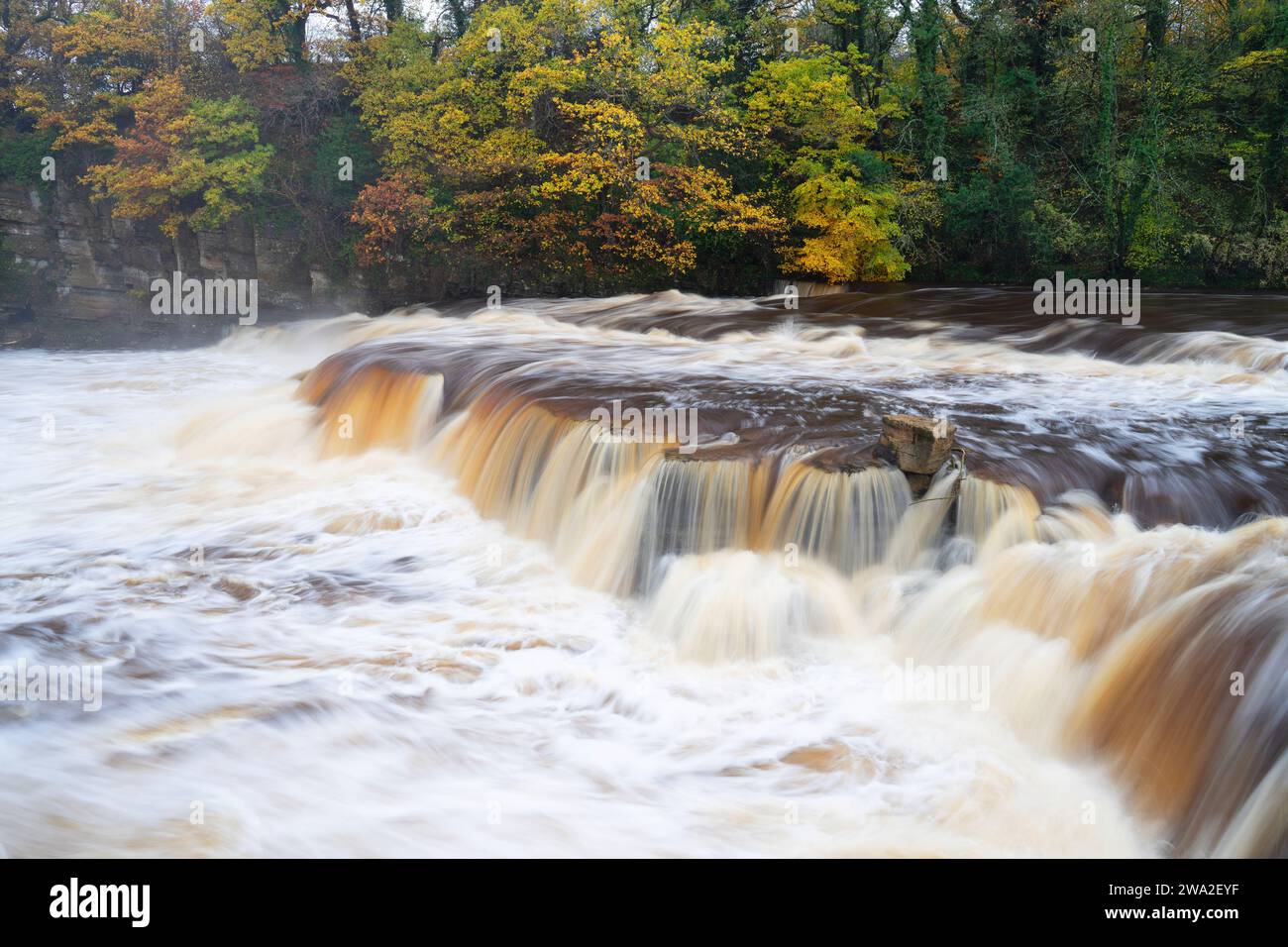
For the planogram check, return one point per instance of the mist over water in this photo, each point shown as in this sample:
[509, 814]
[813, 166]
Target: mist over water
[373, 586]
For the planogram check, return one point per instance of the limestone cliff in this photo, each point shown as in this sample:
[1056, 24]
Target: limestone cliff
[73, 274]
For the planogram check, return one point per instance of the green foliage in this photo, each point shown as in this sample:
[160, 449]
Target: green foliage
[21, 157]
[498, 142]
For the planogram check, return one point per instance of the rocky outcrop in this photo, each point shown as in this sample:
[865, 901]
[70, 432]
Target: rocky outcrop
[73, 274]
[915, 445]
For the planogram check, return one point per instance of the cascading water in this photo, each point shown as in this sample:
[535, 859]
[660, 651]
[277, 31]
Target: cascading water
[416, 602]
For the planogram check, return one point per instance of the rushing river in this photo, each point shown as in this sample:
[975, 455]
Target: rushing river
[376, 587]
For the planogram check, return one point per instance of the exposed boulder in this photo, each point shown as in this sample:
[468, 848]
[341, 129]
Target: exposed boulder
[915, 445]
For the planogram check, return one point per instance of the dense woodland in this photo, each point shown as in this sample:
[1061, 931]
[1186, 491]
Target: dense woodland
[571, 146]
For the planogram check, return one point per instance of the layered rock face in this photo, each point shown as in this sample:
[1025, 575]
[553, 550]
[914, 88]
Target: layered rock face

____

### [Objective]
Repeat every row above word for word, leaving out the pictures.

### [Correct result]
For the planogram check, return one point per instance of the mist over water in this photo, each point shown as in this sample:
[509, 814]
[813, 166]
Target: mist over water
[373, 586]
For the planogram check, return one point per instance of the limestone cliff in this photo, each point shown as in this sample:
[1056, 24]
Target: limestone cliff
[73, 274]
For the planogram check, return one point per instance of the green foliage in this photo, each point shown as in this sample:
[160, 449]
Target: green foliage
[21, 157]
[498, 142]
For the planogram check, return one point per instance of the rocky outcrop in this photo, each point shown as in this sample:
[865, 901]
[70, 432]
Target: rocky outcrop
[73, 274]
[915, 445]
For the planogram check, return one point per instance of the cascading water in this photo, each point shown as in this sample:
[535, 859]
[660, 651]
[277, 31]
Target: cascading water
[416, 602]
For the planogram check, return one point per instance of the rushing river in this photo, each point shown as in this sample:
[975, 455]
Target: rushing river
[376, 587]
For the planogram check, return one point per instance of the exposed boulder in this photo, each point shown as in this sample:
[468, 848]
[341, 129]
Target: exposed boulder
[915, 445]
For the planogram check, return one point per instance of the dense woodland in this photo, each point shown as in this sample:
[1061, 931]
[1186, 491]
Target: dense woodland
[571, 146]
For the planogram check, return one point per instance of the layered rock face in this photo, each point shown as in this sample:
[1025, 575]
[553, 550]
[914, 88]
Target: layered rock face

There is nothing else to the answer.